## Brano mostrato
------------
PELÉ (1940-2022)

PELÉ (1940-2022)

“Pelé vede il gioco suo e dei compagni: lascia duettare in affondo chi assume l’iniziativa dell’attacco e, scattando a fior d’erba, arriva a concludere. Mettete tutti gli assi che volete in negativo, poneteli uno sull’altro: esce una faccia nera, un par di cosce ipertrofiche e un tronco nel quale stanno due polmoni e un cuore perfetti”
(Gianni Brera)

Talento immenso, meraviglia, fisicità, sogno, racconto. Se sia stato più forte lui o Diego è argomento che considero ozioso e irrilevante. Ancora più irrilevante considero l’accostamento di qualsiasi altro calciatore a Diego e Pelé. Loro due sono seduti a fianco del Dio del calcio, poi più in basso ci sono Sindelar, Di Stefano, Cruyff. Poi gli altri via via sino a Messi, Ronaldo (quello vero), Beckembauer, Platini, Gullit e gli altri. Pelé è narrazione, oralità, mito, eroe di un calcio ancora ammantato di fascino e mistero, un calcio mistico di oltreoceano. Già il suo breve soprannome evoca il fantastico.
------------
## Esercizio 1
Come si traduce in inglese la frase «Già il suo breve soprannome evoca il fantastico.» del brano su Pelé?
------------
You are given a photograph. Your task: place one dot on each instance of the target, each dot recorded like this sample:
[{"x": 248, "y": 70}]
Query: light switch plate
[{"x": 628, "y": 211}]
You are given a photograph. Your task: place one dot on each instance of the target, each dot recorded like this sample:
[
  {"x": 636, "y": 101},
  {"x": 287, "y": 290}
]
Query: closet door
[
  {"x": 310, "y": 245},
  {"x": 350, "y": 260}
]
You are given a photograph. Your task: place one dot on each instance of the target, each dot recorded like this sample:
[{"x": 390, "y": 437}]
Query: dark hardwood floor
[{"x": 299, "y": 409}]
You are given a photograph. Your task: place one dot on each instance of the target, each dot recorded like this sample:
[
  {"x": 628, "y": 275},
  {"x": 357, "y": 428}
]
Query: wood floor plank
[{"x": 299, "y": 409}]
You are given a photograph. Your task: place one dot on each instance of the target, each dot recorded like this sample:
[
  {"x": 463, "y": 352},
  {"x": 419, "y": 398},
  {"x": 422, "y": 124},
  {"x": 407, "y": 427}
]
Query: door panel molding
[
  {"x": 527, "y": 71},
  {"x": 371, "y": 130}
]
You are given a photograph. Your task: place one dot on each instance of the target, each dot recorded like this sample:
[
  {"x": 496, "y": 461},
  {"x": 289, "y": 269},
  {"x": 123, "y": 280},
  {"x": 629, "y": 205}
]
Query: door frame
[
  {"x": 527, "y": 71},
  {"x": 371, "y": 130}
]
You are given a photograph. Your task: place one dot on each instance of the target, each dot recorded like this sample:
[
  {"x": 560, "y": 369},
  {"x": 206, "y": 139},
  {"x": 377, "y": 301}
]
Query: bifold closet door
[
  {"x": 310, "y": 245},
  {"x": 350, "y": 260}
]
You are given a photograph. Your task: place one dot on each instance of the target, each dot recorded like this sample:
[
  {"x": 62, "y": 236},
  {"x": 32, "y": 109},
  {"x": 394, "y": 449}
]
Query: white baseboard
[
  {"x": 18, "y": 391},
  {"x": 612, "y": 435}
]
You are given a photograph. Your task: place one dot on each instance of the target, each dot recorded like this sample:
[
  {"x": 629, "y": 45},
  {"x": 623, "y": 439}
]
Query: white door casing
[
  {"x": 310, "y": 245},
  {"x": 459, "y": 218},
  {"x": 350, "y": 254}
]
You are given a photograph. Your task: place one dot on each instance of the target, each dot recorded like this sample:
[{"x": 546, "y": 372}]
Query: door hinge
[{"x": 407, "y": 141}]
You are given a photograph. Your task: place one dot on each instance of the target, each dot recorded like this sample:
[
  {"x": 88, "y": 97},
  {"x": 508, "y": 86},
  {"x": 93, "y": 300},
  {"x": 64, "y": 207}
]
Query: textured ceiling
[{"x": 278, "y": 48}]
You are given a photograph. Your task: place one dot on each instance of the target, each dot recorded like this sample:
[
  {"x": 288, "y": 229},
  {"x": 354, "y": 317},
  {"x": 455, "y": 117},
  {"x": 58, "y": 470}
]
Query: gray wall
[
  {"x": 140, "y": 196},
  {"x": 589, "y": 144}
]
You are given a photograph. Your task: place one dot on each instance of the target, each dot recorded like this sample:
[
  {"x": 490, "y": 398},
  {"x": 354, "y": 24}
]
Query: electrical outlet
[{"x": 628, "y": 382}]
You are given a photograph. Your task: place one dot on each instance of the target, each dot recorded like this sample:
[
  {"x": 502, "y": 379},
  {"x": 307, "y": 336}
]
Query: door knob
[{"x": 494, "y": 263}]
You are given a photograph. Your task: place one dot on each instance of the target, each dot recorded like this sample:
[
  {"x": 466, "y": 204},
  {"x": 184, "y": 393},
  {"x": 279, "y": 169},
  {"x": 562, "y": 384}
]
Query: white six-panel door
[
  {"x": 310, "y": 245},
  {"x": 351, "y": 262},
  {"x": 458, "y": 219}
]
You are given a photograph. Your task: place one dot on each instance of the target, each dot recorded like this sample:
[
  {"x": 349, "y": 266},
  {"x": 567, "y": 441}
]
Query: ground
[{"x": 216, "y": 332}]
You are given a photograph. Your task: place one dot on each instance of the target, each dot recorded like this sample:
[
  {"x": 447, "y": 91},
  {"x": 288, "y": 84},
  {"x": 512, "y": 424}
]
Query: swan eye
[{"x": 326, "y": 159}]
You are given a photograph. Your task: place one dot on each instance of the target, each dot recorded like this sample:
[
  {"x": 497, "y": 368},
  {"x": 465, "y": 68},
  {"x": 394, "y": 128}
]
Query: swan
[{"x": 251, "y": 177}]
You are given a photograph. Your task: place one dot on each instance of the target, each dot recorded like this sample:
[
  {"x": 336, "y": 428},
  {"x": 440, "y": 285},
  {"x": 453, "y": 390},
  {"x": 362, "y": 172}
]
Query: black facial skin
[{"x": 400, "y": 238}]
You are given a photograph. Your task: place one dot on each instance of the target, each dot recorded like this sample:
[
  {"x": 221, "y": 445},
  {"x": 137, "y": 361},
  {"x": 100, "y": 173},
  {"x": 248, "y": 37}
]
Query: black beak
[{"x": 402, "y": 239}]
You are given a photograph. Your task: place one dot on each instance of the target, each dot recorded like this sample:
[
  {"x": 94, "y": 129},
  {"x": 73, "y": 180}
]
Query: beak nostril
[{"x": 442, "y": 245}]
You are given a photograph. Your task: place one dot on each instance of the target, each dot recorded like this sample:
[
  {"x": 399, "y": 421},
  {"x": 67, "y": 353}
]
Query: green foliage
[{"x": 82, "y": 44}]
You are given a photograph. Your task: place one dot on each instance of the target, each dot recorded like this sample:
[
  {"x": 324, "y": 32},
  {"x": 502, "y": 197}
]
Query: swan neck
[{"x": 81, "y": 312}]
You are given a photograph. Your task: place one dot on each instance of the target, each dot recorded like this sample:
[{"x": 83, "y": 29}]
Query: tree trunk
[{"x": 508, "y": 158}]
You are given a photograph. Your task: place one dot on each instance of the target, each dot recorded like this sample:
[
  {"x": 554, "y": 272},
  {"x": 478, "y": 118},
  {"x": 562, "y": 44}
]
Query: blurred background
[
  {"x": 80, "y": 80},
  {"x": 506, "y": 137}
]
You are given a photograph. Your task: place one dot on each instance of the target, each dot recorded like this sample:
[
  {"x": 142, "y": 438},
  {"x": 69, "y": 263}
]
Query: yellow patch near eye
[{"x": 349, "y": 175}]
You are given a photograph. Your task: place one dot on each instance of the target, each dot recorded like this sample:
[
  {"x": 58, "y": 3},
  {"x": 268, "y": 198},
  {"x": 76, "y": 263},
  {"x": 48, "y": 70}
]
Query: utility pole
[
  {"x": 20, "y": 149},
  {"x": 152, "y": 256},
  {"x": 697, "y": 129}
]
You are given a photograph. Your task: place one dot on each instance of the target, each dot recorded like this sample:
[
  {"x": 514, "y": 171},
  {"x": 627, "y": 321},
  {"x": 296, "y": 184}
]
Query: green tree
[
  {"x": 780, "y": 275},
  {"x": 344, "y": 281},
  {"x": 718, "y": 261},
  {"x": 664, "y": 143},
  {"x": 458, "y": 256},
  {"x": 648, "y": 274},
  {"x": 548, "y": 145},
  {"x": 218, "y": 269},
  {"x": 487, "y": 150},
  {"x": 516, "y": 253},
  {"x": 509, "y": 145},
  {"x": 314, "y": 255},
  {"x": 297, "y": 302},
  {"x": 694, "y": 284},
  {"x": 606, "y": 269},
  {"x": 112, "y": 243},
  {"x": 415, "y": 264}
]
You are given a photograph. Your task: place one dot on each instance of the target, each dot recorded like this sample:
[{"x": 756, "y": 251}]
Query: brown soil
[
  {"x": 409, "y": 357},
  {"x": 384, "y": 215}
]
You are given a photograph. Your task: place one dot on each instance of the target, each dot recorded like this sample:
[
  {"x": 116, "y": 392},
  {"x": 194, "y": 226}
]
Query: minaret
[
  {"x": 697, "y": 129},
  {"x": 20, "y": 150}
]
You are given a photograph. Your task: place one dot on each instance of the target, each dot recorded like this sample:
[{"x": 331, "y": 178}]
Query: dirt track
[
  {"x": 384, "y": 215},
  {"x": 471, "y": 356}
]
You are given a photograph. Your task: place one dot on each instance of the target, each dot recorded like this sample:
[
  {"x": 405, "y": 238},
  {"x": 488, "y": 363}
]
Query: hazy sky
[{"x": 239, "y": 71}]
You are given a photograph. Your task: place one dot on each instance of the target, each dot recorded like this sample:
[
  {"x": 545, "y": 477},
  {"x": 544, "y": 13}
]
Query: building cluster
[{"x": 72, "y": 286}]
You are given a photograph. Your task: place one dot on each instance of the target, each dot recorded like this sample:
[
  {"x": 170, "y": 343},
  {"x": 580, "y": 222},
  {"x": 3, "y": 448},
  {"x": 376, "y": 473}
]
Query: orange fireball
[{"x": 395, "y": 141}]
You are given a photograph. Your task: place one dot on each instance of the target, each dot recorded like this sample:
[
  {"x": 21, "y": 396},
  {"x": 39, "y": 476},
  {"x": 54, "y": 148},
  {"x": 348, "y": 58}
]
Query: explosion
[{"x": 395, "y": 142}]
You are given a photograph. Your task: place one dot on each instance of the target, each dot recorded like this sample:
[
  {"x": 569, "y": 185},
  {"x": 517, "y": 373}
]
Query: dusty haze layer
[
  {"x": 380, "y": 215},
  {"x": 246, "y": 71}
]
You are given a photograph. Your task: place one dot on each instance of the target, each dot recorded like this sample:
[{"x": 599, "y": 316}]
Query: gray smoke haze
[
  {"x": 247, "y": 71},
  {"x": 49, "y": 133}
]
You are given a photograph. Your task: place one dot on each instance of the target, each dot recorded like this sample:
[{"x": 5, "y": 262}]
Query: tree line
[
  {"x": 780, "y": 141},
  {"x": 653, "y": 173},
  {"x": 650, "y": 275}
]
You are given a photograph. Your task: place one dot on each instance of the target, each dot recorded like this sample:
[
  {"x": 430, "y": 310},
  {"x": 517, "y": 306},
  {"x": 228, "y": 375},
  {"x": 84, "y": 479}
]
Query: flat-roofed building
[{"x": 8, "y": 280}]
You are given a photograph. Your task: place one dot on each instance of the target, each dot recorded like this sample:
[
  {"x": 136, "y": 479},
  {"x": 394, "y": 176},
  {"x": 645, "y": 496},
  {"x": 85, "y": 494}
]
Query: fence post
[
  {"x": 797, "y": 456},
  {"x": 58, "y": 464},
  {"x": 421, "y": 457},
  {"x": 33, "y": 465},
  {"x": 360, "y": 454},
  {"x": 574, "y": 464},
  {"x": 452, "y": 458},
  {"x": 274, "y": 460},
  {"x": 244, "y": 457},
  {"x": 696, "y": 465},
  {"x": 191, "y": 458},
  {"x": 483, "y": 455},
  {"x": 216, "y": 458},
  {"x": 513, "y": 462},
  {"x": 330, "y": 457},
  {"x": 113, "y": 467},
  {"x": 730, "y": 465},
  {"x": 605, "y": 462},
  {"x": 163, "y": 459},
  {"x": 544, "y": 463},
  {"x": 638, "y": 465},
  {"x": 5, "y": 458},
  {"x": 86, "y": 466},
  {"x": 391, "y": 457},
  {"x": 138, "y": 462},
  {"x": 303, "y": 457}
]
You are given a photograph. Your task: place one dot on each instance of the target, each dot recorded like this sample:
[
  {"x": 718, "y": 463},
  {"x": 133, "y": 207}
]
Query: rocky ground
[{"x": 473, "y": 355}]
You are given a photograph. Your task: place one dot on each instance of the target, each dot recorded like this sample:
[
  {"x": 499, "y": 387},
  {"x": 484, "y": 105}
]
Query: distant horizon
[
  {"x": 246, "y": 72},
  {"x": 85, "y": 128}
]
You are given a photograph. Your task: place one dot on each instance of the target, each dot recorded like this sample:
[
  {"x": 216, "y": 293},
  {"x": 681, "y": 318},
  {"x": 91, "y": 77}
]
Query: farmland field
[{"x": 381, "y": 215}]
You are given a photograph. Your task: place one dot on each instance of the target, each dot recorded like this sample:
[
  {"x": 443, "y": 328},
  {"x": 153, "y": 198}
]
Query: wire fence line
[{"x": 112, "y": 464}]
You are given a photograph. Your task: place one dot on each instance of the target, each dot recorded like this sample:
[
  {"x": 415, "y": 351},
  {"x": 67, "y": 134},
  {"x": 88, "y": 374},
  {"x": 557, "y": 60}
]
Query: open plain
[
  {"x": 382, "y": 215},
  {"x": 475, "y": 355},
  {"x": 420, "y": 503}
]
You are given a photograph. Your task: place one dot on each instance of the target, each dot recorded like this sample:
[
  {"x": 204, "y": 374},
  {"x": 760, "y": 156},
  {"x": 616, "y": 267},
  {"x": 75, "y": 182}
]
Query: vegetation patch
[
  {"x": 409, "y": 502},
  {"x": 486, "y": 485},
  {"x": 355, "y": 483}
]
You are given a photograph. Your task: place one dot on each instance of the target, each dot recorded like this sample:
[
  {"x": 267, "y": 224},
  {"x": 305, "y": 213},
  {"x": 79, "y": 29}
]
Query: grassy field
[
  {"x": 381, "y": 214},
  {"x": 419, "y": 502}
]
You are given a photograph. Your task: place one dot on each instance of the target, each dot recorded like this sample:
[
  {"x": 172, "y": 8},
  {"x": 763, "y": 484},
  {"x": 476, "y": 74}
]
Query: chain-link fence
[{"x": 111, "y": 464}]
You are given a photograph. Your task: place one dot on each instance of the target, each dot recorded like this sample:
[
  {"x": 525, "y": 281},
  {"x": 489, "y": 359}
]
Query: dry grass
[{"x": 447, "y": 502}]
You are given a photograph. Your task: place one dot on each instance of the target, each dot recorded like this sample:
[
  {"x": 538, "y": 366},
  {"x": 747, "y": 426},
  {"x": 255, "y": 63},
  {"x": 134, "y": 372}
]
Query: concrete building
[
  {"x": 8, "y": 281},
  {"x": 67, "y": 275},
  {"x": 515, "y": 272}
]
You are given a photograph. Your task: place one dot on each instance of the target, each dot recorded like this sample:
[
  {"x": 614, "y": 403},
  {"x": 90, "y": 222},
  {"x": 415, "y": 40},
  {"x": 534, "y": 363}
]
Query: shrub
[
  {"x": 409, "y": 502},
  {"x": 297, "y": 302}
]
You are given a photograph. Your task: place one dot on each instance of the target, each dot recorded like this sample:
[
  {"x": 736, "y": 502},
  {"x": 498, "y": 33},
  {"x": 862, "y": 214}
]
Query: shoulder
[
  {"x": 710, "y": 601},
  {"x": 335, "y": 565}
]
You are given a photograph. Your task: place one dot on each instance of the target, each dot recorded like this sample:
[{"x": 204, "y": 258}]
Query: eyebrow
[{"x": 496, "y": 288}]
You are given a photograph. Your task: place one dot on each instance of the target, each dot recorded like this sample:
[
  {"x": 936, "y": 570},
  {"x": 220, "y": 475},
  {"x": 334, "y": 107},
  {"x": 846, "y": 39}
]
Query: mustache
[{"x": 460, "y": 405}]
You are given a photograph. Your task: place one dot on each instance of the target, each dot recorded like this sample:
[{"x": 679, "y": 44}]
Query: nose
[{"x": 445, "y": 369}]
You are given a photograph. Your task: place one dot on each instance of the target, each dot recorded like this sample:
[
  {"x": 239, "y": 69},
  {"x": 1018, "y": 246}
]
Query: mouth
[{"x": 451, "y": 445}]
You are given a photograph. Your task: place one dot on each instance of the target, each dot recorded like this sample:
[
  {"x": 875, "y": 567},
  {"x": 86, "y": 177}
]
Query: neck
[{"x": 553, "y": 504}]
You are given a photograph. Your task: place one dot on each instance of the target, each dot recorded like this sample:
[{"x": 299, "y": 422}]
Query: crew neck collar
------------
## Esercizio 2
Quali righe contengono la stringa "panel"? Trovale e copiale tutte.

## Risposta scritta 1
Even his short nickname evokes the fantastic.

## Risposta scritta 2
Query: door panel molding
Query: white six-panel door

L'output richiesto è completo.